### Kutipan yang Diberikan ###

Negara sebagai kekuatan terbesar akan menghancurkan faktor-faktor yang bisa memicu kasus pelanggaran dan kekerasan terhadap anak. Jika masih ada yang melakukan itu, maka sanksi islam akan diterapkan untuk melindungi masyarakat. Pelaku kekerasan yang menyebabkan kematian anak, tanpa kekerasan seksual, akan dijatuhi hukuman qishâsh. Pelaku pedofilia dalam bentuk sodomi, meski korban tidak sampai meninggal, akan dijatuhi hukuman mati. Rasul saw bersabda: “Siapa saja yang kalian temukan melakukan perbuatan kaum Luth (homoseksual) maka bunuhlah pelaku (yang menyodomi) dan pasangannya (yang disodomi).” (HR Abu Dawud, at-Tirmidzi, Ibn Majah, Ahmad, al-Hakim dan al-Baihaqi).

Tentu anak sebagai korban tidak akan dikenai sanksi itu. Sebaliknya, ia akan dijaga kehormatan dan martabatnya.

###

- _Arahan Tugas_
a - Jelaskan dalam satu sampai tiga kalimat mengapa sanksi islam akan diterapkan menurut kutipan tentang kekerasan terhadap anak.
b - Tulis ulang bagian kutipan tentang kekerasan terhadap anak, mulai dari "Negara sebagai kekuatan" dan berlanjut sampai "al-Hakim dan al-Baihaqi).". Ganti "masyarakat" dengan "rakyat".
Daftar yang tercantum setelah ini tidak diperlukan.

### Baris Tersimpan ###

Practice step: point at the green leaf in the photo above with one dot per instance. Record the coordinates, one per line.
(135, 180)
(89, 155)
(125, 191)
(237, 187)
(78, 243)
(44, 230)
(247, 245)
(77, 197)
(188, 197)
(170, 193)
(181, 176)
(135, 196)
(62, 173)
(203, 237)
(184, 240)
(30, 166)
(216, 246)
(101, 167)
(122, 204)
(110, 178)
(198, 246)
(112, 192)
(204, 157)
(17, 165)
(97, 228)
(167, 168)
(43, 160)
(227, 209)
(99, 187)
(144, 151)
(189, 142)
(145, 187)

###

- _Jawaban yang Diharapkan_
a - Sanksi islam akan diterapkan untuk melindungi masyarakat. Sanksi ini berlaku jika masih ada yang melakukan pelanggaran dan kekerasan terhadap anak, meskipun negara telah menghancurkan faktor-faktor pemicunya.

b -
Negara sebagai kekuatan terbesar akan menghancurkan faktor-faktor yang bisa memicu kasus pelanggaran dan kekerasan terhadap anak. Jika masih ada yang melakukan itu, maka sanksi islam akan diterapkan untuk melindungi rakyat. Pelaku kekerasan yang menyebabkan kematian anak, tanpa kekerasan seksual, akan dijatuhi hukuman qishâsh. Pelaku pedofilia dalam bentuk sodomi, meski korban tidak sampai meninggal, akan dijatuhi hukuman mati. Rasul saw bersabda: “Siapa saja yang kalian temukan melakukan perbuatan kaum Luth (homoseksual) maka bunuhlah pelaku (yang menyodomi) dan pasangannya (yang disodomi).” (HR Abu Dawud, at-Tirmidzi, Ibn Majah, Ahmad, al-Hakim dan al-Baihaqi).